**PROBLEM REQUIREMENTS:**
Identify every line in the records below that contains the word "find", and copy each of those lines.

##### ENTRIES SUPPLIED #####

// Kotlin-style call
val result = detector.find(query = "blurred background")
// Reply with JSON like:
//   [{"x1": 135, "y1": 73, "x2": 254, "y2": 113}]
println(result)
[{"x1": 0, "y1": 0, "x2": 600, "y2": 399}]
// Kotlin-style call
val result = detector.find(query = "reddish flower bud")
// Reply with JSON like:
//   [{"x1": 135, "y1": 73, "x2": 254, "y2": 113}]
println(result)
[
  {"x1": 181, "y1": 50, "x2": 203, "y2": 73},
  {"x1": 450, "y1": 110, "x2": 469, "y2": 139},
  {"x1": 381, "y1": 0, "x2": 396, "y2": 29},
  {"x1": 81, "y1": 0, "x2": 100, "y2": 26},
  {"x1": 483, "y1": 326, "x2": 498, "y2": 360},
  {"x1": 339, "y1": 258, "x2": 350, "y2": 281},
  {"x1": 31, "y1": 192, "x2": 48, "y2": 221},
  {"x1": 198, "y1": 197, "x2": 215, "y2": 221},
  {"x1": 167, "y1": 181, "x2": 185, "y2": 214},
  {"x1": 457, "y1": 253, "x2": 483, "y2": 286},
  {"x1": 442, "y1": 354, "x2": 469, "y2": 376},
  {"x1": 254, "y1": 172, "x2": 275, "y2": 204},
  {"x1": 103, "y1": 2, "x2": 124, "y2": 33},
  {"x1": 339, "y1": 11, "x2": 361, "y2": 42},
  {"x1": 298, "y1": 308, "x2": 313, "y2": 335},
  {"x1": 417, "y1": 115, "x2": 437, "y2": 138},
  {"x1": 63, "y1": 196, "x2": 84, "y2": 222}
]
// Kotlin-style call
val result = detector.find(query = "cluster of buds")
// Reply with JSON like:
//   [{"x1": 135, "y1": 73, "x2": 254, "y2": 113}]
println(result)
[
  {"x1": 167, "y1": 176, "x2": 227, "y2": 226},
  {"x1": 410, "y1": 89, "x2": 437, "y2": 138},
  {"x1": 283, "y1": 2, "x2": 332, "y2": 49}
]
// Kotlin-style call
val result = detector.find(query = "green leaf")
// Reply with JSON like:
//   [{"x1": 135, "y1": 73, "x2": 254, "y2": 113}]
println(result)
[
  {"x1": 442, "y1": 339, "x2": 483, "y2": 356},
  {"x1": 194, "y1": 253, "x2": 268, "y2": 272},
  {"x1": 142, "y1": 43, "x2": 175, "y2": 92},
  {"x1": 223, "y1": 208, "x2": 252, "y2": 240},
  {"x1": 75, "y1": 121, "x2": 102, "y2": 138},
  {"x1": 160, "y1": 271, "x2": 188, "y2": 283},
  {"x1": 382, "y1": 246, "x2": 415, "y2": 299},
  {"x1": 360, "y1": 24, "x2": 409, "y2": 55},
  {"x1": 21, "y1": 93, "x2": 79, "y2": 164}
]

#####

**TASK SOLUTION:**
val result = detector.find(query = "blurred background")
val result = detector.find(query = "reddish flower bud")
val result = detector.find(query = "cluster of buds")
val result = detector.find(query = "green leaf")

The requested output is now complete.